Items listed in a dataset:
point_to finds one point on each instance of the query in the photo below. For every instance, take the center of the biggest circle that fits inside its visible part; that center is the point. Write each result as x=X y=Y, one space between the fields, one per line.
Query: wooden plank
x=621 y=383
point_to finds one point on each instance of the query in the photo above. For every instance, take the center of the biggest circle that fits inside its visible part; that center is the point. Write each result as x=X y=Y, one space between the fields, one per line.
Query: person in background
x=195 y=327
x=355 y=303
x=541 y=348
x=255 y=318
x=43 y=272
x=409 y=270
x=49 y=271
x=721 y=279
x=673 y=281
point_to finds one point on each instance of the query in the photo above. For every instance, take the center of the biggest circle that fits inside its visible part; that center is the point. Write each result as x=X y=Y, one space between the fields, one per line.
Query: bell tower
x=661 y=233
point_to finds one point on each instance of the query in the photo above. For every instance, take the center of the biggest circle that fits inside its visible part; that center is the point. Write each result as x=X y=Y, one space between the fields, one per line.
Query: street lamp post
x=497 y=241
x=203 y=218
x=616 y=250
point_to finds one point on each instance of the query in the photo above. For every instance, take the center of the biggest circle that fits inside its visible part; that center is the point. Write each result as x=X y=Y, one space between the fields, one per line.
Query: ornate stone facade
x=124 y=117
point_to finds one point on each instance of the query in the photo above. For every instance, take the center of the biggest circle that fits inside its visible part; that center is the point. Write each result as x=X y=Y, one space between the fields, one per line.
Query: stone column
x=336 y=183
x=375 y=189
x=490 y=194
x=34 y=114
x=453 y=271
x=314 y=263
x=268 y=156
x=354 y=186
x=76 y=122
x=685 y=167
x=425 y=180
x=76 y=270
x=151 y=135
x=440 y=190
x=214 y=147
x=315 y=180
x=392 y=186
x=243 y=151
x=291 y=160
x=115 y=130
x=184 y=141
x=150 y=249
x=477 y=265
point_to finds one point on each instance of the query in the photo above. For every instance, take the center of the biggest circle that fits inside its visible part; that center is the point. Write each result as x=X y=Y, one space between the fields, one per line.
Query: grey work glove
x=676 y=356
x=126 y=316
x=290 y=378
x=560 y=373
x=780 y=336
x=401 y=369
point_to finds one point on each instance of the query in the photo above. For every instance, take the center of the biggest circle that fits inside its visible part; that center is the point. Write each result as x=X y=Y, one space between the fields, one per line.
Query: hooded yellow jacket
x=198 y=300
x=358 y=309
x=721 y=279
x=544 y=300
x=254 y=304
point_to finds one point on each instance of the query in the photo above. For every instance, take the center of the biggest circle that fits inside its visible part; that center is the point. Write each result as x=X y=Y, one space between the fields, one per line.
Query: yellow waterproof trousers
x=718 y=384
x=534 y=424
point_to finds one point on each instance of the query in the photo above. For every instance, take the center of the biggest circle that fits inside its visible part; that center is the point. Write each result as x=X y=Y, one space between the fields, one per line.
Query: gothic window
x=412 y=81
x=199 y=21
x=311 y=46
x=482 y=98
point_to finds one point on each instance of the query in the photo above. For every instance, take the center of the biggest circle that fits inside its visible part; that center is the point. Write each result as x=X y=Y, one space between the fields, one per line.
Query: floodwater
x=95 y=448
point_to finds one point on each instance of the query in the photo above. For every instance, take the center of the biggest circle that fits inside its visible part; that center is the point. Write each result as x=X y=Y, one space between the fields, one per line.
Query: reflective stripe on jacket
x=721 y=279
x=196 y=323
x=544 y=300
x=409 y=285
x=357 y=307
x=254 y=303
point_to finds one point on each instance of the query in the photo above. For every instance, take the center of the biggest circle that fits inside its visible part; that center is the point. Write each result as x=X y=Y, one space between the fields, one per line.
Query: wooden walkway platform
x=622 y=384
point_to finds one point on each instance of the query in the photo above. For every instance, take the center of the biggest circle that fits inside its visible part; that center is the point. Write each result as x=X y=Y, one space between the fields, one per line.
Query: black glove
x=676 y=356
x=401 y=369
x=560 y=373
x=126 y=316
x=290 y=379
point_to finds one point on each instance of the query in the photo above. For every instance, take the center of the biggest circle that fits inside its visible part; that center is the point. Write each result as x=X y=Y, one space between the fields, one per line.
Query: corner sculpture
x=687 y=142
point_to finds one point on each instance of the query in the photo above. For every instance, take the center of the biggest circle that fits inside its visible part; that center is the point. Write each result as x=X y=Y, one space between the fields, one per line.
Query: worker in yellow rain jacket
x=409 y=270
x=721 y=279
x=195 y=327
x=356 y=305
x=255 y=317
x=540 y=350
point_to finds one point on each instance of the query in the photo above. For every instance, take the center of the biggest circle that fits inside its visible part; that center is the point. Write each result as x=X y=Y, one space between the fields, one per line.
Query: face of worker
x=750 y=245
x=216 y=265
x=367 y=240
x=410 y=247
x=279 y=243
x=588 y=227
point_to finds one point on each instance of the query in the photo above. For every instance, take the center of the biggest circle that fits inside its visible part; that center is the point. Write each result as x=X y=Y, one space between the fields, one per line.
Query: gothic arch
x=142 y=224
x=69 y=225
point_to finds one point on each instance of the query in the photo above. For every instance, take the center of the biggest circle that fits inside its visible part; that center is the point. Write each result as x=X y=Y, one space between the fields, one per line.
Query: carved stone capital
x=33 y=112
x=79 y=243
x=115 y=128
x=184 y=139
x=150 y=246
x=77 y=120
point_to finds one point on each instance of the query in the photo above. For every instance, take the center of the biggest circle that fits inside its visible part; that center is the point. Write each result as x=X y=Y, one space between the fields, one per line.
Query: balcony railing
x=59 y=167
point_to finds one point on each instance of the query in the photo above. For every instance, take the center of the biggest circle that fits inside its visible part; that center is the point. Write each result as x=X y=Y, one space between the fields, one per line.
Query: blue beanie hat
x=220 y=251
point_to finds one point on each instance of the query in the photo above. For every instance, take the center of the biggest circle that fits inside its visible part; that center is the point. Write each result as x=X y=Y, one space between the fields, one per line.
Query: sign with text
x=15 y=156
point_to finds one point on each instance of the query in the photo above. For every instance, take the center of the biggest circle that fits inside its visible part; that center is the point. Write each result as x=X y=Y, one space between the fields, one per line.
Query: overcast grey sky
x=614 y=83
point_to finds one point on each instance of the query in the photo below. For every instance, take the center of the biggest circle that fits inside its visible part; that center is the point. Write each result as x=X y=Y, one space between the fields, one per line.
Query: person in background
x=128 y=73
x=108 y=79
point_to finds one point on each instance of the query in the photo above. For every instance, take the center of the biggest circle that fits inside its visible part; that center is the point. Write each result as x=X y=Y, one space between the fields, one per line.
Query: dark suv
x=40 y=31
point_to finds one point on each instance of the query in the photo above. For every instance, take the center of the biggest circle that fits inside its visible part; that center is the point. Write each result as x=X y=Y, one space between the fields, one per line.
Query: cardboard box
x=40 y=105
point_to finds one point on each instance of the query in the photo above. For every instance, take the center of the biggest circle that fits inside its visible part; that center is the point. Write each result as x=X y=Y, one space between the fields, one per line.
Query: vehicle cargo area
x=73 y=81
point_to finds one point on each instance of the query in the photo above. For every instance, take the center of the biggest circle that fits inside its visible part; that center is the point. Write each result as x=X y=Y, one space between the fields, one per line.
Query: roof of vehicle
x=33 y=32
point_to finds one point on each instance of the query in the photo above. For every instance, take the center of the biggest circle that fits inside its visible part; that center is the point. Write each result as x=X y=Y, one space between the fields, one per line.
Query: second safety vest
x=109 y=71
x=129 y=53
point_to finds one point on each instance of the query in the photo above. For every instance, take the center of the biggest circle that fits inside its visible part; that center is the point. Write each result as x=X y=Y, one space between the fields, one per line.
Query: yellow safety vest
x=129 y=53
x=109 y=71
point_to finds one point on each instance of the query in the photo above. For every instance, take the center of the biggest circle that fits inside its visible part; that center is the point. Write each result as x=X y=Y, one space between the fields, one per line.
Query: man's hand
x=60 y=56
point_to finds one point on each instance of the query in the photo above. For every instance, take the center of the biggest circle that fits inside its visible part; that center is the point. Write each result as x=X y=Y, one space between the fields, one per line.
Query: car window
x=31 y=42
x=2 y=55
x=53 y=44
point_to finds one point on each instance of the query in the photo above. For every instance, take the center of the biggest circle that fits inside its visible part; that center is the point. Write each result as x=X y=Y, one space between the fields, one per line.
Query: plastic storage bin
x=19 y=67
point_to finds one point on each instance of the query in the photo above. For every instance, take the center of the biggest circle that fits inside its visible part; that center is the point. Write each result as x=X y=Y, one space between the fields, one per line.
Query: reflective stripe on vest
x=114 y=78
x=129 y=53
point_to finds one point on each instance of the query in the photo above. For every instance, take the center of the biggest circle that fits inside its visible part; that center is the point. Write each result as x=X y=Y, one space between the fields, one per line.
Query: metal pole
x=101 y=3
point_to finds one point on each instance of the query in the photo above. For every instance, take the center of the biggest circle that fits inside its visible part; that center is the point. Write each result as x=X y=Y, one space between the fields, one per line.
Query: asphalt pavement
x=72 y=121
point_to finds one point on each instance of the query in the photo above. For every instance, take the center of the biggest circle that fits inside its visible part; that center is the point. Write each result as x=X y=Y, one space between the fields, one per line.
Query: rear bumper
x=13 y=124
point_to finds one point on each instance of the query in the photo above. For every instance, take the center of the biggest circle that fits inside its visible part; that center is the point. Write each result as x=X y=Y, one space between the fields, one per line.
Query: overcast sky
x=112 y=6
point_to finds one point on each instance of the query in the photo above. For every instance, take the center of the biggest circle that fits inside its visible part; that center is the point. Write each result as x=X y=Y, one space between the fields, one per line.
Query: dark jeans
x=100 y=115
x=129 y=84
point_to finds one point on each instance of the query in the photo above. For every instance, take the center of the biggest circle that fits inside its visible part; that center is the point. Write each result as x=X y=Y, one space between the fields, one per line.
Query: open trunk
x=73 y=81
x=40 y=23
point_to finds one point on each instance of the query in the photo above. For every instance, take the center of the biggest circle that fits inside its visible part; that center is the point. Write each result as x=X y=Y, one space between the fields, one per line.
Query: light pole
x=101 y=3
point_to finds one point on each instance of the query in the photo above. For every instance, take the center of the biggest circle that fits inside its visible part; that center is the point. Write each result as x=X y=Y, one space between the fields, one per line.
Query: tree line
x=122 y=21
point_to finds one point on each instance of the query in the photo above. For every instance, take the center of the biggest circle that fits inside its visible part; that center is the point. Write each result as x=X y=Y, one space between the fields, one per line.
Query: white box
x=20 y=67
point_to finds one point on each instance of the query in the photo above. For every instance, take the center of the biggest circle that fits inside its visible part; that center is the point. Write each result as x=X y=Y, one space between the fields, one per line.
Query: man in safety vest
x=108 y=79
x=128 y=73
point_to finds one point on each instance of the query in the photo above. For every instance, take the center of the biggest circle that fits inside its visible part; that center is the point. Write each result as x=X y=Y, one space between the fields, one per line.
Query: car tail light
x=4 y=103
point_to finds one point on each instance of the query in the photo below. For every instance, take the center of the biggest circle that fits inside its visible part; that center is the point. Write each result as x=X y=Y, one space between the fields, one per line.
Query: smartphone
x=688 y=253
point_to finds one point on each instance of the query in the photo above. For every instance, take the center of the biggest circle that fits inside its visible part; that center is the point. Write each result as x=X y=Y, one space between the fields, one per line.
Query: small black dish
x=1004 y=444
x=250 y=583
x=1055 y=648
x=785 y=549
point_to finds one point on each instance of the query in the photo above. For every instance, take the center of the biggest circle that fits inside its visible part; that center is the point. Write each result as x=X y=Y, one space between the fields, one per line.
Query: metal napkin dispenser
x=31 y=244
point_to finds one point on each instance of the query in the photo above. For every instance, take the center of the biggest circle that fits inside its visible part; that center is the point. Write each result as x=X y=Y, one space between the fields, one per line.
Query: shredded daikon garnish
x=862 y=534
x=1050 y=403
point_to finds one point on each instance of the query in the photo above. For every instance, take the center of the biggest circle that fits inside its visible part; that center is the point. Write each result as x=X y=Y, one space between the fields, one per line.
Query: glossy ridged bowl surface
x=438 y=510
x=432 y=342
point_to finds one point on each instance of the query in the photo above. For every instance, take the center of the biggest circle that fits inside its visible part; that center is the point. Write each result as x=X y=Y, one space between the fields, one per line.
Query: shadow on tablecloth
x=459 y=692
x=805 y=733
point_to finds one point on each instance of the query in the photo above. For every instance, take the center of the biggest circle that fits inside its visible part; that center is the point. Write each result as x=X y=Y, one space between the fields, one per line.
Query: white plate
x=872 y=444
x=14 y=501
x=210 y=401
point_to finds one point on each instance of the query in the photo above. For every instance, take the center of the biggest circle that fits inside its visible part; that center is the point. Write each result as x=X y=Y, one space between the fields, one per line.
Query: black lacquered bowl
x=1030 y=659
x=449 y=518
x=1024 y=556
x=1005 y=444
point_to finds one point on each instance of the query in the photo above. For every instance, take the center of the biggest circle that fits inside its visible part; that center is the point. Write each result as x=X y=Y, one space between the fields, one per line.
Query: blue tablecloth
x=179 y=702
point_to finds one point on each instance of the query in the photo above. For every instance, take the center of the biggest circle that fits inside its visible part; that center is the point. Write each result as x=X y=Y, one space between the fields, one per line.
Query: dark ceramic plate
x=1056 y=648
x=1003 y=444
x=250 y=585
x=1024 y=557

### What is expected
Reproduce exactly the line containing "Query: blue tablecloth" and every line after it through the end of the records above, and nothing else.

### Problem solution
Query: blue tablecloth
x=179 y=702
point_to finds one point on each instance of the query in the photo above. For every instance, take the center of the biggest circle that fits inside its visible part; that center is the point. Write each result as x=X y=Y, one space between the fields, one per line.
Query: dark ceramic plate
x=1056 y=648
x=1003 y=444
x=250 y=585
x=1024 y=557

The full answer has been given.